[Supplied entries — start]

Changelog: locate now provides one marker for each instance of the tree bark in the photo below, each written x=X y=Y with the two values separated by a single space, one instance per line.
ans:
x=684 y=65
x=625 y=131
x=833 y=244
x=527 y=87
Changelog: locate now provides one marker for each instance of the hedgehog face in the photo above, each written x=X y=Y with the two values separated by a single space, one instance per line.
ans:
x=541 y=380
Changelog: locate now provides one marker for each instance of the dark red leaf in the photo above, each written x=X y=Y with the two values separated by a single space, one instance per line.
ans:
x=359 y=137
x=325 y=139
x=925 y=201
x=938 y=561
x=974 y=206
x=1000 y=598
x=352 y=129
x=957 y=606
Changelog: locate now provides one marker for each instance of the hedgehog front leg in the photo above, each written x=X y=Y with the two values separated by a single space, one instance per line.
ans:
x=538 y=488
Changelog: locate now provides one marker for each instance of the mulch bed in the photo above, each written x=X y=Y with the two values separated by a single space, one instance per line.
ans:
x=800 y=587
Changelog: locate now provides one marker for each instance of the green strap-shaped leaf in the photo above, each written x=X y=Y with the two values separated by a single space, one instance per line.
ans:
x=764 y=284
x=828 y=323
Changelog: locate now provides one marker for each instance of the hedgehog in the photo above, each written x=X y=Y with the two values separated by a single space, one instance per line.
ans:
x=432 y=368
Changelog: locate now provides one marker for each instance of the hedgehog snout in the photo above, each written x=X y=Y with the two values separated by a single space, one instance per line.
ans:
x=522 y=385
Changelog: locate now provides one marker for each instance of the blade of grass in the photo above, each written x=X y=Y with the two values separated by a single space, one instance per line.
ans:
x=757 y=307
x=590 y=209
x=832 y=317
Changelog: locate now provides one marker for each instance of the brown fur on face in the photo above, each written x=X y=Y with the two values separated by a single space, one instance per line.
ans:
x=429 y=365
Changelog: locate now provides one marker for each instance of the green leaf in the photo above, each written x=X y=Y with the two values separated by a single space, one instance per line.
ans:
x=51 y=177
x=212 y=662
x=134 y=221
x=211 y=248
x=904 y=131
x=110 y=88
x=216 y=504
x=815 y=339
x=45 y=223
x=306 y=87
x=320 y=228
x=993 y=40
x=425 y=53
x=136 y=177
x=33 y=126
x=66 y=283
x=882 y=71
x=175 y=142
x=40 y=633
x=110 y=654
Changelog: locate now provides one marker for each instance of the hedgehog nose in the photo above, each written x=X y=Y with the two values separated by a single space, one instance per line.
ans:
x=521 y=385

[Supplied entries — finish]

• [Prompt]
From the line containing "the green leaf" to the last line of the data above, copy each line exactly and add nothing.

• [Exercise solution]
Changelog: locate now provides one marker for each instance of the green leaf in the photo above, each written x=X y=Y with the two values separated by a single space, one instance per line.
ans:
x=51 y=177
x=212 y=662
x=134 y=221
x=211 y=248
x=904 y=131
x=110 y=88
x=216 y=504
x=815 y=339
x=45 y=223
x=306 y=87
x=320 y=228
x=993 y=40
x=425 y=53
x=136 y=177
x=33 y=126
x=66 y=283
x=882 y=71
x=175 y=142
x=40 y=633
x=110 y=654
Changelog: locate now provides one marker for each instance of the hedgehog nose in the photo above, each written x=X y=Y with the two values separated by a single space, one instance per line.
ans:
x=521 y=385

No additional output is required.